Exercise directions - Your answer must be an exact copy of every record below.

[Data for analysis]

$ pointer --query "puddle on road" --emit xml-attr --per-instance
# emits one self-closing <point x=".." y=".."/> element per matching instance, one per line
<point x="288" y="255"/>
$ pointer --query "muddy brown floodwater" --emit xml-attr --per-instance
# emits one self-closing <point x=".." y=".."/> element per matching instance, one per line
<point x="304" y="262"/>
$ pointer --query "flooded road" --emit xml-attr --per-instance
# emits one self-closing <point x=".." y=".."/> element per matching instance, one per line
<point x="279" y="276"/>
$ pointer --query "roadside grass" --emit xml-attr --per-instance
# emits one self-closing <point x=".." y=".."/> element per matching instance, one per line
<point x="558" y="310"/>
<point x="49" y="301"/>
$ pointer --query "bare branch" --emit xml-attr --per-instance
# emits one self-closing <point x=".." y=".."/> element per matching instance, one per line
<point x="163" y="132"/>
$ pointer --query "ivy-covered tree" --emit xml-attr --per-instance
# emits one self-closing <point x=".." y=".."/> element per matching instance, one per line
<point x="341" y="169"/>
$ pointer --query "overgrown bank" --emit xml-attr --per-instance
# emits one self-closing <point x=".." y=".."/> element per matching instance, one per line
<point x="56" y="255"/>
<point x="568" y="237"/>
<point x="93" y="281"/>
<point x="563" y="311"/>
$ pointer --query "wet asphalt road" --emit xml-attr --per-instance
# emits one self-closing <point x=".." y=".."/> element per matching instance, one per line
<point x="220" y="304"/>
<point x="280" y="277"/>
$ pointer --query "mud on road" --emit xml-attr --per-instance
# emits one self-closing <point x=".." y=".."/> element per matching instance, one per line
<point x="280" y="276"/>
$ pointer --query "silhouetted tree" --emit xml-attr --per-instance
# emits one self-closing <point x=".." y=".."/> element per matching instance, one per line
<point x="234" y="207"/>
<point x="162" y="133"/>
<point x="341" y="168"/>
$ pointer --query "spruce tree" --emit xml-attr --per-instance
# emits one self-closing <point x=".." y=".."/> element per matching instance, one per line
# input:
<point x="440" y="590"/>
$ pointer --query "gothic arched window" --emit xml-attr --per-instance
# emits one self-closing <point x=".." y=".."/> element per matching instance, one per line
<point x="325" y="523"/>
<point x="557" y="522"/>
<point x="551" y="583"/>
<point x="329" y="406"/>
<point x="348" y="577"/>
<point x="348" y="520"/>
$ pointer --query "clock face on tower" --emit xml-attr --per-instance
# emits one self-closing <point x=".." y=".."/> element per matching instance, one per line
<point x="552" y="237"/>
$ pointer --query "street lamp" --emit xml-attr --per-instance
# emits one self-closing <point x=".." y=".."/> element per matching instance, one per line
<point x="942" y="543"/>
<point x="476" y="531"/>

[/Data for analysis]

Solution to the exercise -
$ pointer --query "puddle on road" --emit xml-attr --per-instance
# emits one self-closing <point x=".." y=".."/> element per matching instance, one per line
<point x="288" y="255"/>
$ pointer --query "muddy brown floodwater" --emit xml-attr --per-instance
# emits one self-closing <point x=".." y=".."/> element per matching instance, one per line
<point x="304" y="262"/>
$ pointer --query "flooded road" --emit xml-attr --per-instance
# emits one self-closing <point x=".." y=".."/> element per matching instance, one per line
<point x="279" y="276"/>
$ pointer --query "roadside grass" --emit xml-attr --per-instance
# emits one self-closing <point x=".." y=".."/> element per matching instance, one per line
<point x="558" y="310"/>
<point x="49" y="301"/>
$ pointer --query "bare branch" --emit xml-attr --per-instance
# emits one self-closing <point x=".." y=".."/> element per matching instance, one per line
<point x="163" y="132"/>
$ pointer --query "ivy-covered tree" --emit xml-attr --per-instance
# emits one self-closing <point x=".." y=".."/> element per matching instance, one per line
<point x="341" y="169"/>
$ pointer --query "overgrown bank" --emit xml-attr --per-instance
# emits one self-closing <point x=".." y=".."/> element per matching instance, one per line
<point x="56" y="255"/>
<point x="568" y="237"/>
<point x="93" y="281"/>
<point x="563" y="311"/>
$ pointer --query "wet asphalt road" --emit xml-attr --per-instance
# emits one self-closing <point x=".." y=".."/> element per matching instance, one per line
<point x="220" y="304"/>
<point x="280" y="277"/>
$ pointer --query "mud on road" --emit xml-attr --per-instance
# emits one self-closing <point x=".." y=".."/> element per matching instance, one per line
<point x="280" y="276"/>
$ pointer --query "silhouetted tree" --emit xml-attr --per-instance
# emits one self-closing <point x=".." y=".."/> element per matching instance, one per line
<point x="234" y="207"/>
<point x="162" y="133"/>
<point x="341" y="168"/>
$ pointer --query "spruce tree" --emit xml-attr --per-instance
# emits one self-closing <point x=".." y=".."/> element per matching instance, one per line
# input:
<point x="440" y="590"/>
$ pointer --query "gothic arched window" --emit xml-attr --per-instance
# emits one self-closing <point x=".." y=".."/> element per matching instance, one per line
<point x="325" y="523"/>
<point x="557" y="522"/>
<point x="551" y="583"/>
<point x="329" y="406"/>
<point x="348" y="577"/>
<point x="348" y="520"/>
$ pointer --query "clock face on tower" --emit xml-attr --per-instance
# emits one self-closing <point x=".." y=".."/> element per matching instance, one per line
<point x="552" y="237"/>
$ pointer --query "street lamp" --emit xml-attr --per-instance
# emits one self-closing <point x=".." y=".."/> element per matching instance, one per line
<point x="942" y="543"/>
<point x="476" y="531"/>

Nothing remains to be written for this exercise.